I cartelli di divieto e le bandiere rosse

Al terzo giorno dalla tragedia il versante trentino della Regina delle Dolomiti diventa chiuso al pubblico per motivi di sicurezza. Intanto si ragiona su come cambiare il sistema degli allarmi. Che d’estate non funziona e si sospende insieme al servizio meteo. La valutazione del pericolo oggi è appannaggio esclusivo degli alpinisti. Ma presto, promette il presidente della provincia di Trento Maurizio Fugatti, le cose cambieranno. «In una stagione eccezionale come questa il nostro concetto di attenzione nello spingerci in alta quota deve essere aggiornato. Per questo è opportuno pensare a sistemi di segnalazione del pericolo: le bandiere rosse sui ghiacciai sotto stress possono aiutare gli escursionisti a compiere scelte sempre più consapevoli», dice oggi. Per il governatore le bandiere possono essere utili come i bollettini.


«Esperti, scienziati e istituzioni alpinistiche stanno ragionando. Una montagna è un sistema più complesso di una pista da sci: certo è che non rinunceremo al dovere di governare cambiamenti sempre più rapidi». Intanto la Marmolada diventa una sorvegliata speciale. A monitorarla saranno tre radar. Uno controllerà gli spostamenti «rapidi tipici delle valanghe» e uno per «sorvegliare quelli più lenti, tipici delle frane». Nicola Casagli, docente di Geologia applicata all’Università di Firenze e responsabile del progetto spiega che il primo è un doppler in grado di intercettare spostamenti rapidissimi e impulsivi, tipo quelli delle valanghe, e dare l’allarme. La stima dell’«intervallo di sicurezza», ovvero il tempo prima dell’arrivo della valanga, non sarebbe superiore ai venti secondi. Troppo poco per riuscire a scappare. Nel vallone però l’intervallo arriverebbe a 50 secondi.
········
> Consegna a
Copia dal brano sulla Marmolada tutto il testo che va da "I cartelli di" giù fino a "come i bollettini.".
Il brano e le voci sono materiali distinti e indipendenti.

> Dati mostrati
········
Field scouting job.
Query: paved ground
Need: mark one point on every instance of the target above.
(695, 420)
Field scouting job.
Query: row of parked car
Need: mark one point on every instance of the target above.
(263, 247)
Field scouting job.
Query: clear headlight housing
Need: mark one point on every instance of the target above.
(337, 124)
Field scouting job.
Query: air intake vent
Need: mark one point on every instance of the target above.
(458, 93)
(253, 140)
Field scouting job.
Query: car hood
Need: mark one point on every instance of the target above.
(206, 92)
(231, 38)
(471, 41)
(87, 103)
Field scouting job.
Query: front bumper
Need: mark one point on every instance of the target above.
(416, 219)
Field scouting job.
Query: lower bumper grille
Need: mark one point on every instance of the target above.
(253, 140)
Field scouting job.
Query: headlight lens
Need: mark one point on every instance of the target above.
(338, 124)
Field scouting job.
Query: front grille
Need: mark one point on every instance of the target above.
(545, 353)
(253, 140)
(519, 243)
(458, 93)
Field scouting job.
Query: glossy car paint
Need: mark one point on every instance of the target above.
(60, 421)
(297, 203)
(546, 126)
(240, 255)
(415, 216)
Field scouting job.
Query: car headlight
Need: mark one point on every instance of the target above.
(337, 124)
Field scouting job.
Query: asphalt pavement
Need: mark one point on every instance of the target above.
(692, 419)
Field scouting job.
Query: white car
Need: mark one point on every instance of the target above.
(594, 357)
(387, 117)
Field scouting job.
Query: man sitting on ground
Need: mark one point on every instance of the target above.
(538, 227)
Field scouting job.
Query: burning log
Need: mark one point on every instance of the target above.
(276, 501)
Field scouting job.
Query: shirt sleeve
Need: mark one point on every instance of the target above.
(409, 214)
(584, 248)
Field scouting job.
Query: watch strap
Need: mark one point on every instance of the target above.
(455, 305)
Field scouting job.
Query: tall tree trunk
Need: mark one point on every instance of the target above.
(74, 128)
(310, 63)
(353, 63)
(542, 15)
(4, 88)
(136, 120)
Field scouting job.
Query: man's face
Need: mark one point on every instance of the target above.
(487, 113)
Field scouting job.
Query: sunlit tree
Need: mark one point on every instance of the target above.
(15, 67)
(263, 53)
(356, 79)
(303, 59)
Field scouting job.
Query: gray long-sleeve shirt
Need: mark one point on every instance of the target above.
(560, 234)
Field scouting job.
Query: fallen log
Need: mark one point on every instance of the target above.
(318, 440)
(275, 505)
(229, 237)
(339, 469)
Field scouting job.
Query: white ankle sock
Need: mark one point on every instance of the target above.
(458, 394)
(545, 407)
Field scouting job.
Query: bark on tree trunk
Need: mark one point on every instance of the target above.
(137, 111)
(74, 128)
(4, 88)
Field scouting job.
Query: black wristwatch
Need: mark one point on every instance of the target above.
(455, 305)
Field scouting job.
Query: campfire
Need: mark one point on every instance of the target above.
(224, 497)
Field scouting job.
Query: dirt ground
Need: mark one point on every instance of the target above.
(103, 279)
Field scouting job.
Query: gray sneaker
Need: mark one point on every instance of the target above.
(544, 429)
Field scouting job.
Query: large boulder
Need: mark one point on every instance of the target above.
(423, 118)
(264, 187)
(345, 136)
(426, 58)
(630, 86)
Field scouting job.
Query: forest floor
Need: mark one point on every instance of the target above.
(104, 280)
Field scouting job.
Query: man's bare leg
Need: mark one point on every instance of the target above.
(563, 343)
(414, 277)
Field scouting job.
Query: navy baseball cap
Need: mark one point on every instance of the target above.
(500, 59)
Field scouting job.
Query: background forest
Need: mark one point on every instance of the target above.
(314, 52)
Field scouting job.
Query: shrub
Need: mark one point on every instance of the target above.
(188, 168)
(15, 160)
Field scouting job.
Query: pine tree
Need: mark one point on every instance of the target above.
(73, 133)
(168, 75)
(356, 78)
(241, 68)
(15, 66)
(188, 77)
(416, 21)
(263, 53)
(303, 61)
········
> Consegna b
Restituisci ogni riga delle voci in cui compare la parola "grille", tenendo conto di maiuscole e minuscole.

> Soluzione a
I cartelli di divieto e le bandiere rosse

Al terzo giorno dalla tragedia il versante trentino della Regina delle Dolomiti diventa chiuso al pubblico per motivi di sicurezza. Intanto si ragiona su come cambiare il sistema degli allarmi. Che d’estate non funziona e si sospende insieme al servizio meteo. La valutazione del pericolo oggi è appannaggio esclusivo degli alpinisti. Ma presto, promette il presidente della provincia di Trento Maurizio Fugatti, le cose cambieranno. «In una stagione eccezionale come questa il nostro concetto di attenzione nello spingerci in alta quota deve essere aggiornato. Per questo è opportuno pensare a sistemi di segnalazione del pericolo: le bandiere rosse sui ghiacciai sotto stress possono aiutare gli escursionisti a compiere scelte sempre più consapevoli», dice oggi. Per il governatore le bandiere possono essere utili come i bollettini.

> Soluzione b
Query: lower bumper grille
Query: front grille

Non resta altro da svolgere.